President Widodo urges Apple CEO to open manufacturing facility in Indonesia
  • Country has ‘endless’ investment ability, Tim Cook says on visit to Jakarta
  • Tech giant announces opening of new Apple Developer Academy in Bali

JAKARTA: Indonesian President Joko Widodo on Wednesday met the head of tech giant Apple and urged him to open a manufacturing facility in the country.

CEO Tim Cook was in Jakarta following a trip to Hanoi, where the company announced plans to increase spending on suppliers in Vietnam, its most important manufacturing hub outside China.

Before the meeting between Widodo and Cook, Apple announced plans to boost its investment in Indonesia and said it would open a new Apple Developer Academy — facilities designed to nurture local talent in the tech sector — in Bali, its fourth in the country.

“The meeting with Tim Cook focused on exploring strategic plans, including the opportunity of Apple expanding to Indonesia and further integration into the global supply chain,” Widodo said in a statement.

§ **Work item**
Summarize the article about Apple and Indonesia in two sentences. These records are unrelated to the text.

Phrase grounding records
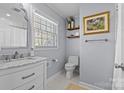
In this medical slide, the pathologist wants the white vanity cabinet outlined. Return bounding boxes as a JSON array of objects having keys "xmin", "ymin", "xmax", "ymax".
[{"xmin": 0, "ymin": 57, "xmax": 46, "ymax": 90}]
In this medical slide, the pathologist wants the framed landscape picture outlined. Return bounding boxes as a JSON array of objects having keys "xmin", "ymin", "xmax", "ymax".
[{"xmin": 83, "ymin": 11, "xmax": 110, "ymax": 35}]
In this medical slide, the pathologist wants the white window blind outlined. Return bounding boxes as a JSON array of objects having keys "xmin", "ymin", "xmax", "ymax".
[{"xmin": 33, "ymin": 12, "xmax": 58, "ymax": 48}]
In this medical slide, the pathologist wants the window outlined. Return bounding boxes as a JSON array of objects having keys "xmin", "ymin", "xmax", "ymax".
[{"xmin": 33, "ymin": 12, "xmax": 58, "ymax": 48}]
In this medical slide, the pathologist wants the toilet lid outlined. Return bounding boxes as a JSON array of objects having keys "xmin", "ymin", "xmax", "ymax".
[{"xmin": 65, "ymin": 63, "xmax": 75, "ymax": 67}]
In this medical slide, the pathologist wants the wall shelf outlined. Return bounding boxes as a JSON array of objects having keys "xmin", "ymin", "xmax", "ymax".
[{"xmin": 67, "ymin": 27, "xmax": 80, "ymax": 31}]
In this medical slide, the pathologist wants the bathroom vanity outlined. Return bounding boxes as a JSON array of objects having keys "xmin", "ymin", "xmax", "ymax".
[{"xmin": 0, "ymin": 57, "xmax": 47, "ymax": 90}]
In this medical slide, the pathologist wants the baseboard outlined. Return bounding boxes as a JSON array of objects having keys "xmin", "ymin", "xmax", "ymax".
[{"xmin": 80, "ymin": 82, "xmax": 104, "ymax": 90}]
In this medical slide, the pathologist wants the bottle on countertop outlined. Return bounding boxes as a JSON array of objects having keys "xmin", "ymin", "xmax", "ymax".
[{"xmin": 30, "ymin": 48, "xmax": 34, "ymax": 57}]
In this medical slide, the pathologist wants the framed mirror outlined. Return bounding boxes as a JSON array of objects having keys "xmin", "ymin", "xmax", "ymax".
[{"xmin": 0, "ymin": 3, "xmax": 28, "ymax": 48}]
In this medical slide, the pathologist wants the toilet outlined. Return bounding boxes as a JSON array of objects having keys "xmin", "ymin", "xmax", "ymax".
[{"xmin": 65, "ymin": 56, "xmax": 78, "ymax": 79}]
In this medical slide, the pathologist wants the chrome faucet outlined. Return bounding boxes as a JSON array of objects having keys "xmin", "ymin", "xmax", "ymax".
[
  {"xmin": 2, "ymin": 55, "xmax": 11, "ymax": 62},
  {"xmin": 13, "ymin": 51, "xmax": 19, "ymax": 59}
]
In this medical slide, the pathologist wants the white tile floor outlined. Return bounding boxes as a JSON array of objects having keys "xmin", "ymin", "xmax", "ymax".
[{"xmin": 47, "ymin": 71, "xmax": 79, "ymax": 90}]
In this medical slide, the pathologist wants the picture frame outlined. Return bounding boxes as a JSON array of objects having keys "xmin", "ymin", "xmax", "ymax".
[{"xmin": 83, "ymin": 11, "xmax": 110, "ymax": 35}]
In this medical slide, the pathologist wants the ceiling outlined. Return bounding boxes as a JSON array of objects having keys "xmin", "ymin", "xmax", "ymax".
[{"xmin": 47, "ymin": 3, "xmax": 79, "ymax": 18}]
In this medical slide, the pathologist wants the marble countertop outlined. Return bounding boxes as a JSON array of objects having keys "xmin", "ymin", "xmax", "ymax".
[{"xmin": 0, "ymin": 57, "xmax": 47, "ymax": 70}]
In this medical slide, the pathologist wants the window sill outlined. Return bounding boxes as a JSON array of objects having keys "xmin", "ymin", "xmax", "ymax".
[{"xmin": 34, "ymin": 47, "xmax": 58, "ymax": 51}]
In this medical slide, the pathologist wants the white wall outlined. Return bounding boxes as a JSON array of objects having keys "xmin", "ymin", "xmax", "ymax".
[
  {"xmin": 32, "ymin": 4, "xmax": 65, "ymax": 77},
  {"xmin": 80, "ymin": 3, "xmax": 116, "ymax": 89},
  {"xmin": 66, "ymin": 15, "xmax": 80, "ymax": 58}
]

§ **Expected answer**
Indonesian President Joko Widodo met Apple CEO Tim Cook in Jakarta on Wednesday and urged him to open a manufacturing facility in Indonesia. Cook came to Jakarta after a trip to Hanoi, and before the meeting Apple announced plans to boost its investment in Indonesia and to open a new Apple Developer Academy in Bali, its fourth in the country.